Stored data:
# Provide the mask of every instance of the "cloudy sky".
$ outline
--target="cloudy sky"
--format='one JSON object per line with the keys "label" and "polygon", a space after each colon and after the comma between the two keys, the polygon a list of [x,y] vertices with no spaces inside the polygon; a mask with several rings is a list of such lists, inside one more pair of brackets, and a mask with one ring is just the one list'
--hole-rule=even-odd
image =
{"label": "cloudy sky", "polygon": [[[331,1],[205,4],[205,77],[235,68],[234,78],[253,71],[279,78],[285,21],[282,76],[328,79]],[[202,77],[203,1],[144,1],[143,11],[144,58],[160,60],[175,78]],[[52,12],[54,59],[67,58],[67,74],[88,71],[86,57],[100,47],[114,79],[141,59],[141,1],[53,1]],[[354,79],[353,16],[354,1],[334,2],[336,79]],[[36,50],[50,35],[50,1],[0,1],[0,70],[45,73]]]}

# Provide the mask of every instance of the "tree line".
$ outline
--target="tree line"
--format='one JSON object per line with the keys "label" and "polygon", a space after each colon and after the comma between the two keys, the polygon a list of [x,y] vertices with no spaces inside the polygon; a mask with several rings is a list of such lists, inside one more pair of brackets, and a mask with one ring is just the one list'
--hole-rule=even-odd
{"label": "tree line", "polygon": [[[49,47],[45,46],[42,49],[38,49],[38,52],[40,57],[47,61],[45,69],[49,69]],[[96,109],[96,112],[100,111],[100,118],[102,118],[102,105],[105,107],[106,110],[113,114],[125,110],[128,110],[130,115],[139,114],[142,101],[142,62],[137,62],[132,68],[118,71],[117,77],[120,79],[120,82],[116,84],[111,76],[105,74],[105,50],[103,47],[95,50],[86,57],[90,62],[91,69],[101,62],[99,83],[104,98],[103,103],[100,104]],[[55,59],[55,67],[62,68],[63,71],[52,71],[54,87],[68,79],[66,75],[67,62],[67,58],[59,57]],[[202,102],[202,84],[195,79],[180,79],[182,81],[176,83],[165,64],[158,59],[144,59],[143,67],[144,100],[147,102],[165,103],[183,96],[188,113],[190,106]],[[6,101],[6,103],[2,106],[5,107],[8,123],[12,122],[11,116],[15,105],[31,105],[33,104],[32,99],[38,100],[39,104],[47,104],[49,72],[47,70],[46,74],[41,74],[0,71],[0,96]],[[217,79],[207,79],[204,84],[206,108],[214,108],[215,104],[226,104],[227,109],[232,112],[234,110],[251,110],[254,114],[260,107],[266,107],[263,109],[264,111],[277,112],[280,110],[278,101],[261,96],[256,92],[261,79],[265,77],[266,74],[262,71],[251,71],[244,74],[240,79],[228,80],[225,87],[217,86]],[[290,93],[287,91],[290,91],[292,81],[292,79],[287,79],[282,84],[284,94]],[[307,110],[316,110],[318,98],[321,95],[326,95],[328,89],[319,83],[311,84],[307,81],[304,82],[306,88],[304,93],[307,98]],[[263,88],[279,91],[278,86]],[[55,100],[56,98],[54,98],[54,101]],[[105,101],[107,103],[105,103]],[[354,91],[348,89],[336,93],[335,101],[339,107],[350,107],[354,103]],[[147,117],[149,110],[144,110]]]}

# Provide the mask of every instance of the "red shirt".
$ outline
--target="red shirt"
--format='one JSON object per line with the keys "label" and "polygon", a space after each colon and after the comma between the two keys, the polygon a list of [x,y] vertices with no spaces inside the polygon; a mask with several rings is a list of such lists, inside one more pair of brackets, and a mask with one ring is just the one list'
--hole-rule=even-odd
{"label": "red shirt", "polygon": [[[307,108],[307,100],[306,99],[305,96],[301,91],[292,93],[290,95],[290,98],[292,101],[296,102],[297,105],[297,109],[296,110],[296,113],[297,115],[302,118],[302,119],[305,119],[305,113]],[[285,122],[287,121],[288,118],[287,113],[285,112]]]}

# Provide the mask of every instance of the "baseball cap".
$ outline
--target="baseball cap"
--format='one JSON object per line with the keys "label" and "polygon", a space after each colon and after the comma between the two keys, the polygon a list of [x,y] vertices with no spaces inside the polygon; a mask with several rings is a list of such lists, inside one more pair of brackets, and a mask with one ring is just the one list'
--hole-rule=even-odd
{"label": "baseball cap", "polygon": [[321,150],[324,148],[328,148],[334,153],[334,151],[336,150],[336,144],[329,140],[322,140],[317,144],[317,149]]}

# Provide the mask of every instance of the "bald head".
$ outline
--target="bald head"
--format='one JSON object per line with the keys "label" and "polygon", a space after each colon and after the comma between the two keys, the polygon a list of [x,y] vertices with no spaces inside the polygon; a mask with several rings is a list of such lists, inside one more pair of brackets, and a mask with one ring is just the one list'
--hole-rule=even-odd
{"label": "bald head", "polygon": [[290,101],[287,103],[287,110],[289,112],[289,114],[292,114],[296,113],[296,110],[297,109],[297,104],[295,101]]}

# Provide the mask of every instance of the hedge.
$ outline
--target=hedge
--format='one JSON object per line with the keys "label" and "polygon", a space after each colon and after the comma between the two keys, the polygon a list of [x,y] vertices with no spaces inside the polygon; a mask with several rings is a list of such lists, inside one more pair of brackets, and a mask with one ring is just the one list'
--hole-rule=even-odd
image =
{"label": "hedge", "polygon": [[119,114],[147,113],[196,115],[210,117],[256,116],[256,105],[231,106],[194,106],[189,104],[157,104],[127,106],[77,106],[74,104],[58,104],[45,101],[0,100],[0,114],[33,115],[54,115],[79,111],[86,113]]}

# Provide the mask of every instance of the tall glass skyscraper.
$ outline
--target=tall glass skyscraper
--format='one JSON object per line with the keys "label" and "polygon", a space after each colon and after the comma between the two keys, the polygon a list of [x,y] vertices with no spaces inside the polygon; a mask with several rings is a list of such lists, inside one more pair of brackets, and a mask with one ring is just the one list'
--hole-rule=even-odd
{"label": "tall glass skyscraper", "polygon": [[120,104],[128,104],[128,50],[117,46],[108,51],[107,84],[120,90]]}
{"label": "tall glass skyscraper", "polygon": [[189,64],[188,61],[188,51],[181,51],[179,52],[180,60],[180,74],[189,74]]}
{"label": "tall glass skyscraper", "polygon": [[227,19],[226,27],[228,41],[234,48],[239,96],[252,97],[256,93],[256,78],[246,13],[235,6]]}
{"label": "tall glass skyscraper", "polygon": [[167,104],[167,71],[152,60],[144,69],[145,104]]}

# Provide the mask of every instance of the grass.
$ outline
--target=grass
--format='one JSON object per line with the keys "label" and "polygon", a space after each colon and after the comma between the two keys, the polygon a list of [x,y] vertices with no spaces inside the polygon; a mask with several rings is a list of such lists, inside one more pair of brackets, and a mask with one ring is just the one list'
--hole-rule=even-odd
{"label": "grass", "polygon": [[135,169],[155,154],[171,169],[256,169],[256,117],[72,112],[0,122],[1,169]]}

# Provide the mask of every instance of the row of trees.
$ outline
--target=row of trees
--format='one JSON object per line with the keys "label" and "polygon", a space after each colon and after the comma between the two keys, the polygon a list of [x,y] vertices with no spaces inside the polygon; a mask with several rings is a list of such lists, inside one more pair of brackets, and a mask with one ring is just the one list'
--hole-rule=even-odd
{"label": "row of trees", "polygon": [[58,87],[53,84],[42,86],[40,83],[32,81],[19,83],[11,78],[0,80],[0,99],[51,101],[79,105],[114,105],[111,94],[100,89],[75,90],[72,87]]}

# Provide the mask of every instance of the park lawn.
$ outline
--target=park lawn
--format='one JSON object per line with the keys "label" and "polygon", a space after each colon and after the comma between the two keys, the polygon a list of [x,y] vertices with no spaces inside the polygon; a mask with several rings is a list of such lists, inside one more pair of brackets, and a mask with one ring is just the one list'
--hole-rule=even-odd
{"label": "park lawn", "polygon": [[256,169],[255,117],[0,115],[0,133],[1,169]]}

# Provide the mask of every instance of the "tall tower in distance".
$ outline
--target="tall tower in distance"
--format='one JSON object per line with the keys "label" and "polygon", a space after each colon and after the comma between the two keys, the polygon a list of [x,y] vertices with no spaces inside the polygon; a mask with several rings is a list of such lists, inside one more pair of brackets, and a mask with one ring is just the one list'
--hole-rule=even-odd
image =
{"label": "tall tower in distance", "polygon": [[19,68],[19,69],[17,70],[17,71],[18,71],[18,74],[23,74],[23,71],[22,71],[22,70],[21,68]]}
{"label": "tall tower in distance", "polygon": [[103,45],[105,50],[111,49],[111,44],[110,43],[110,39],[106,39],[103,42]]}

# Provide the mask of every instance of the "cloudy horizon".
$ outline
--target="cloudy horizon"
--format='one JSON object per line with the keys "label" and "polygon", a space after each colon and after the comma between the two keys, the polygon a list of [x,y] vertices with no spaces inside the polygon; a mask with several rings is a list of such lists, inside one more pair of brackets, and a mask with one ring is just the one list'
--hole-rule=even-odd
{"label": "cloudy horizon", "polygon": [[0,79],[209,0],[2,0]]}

■ TASK INSTRUCTIONS: Find each line in the records that contains the string "glass" and copy those lines.

■ RESPONSE:
# Provide the mask of every instance of the tall glass skyscraper.
--target=tall glass skyscraper
{"label": "tall glass skyscraper", "polygon": [[120,104],[128,104],[128,50],[117,46],[108,51],[107,84],[120,90]]}
{"label": "tall glass skyscraper", "polygon": [[189,64],[188,61],[188,51],[181,51],[179,52],[180,60],[180,74],[189,74]]}
{"label": "tall glass skyscraper", "polygon": [[227,19],[226,27],[228,41],[234,48],[239,96],[252,97],[256,93],[256,78],[246,13],[235,6]]}
{"label": "tall glass skyscraper", "polygon": [[167,104],[167,71],[152,60],[144,69],[145,104]]}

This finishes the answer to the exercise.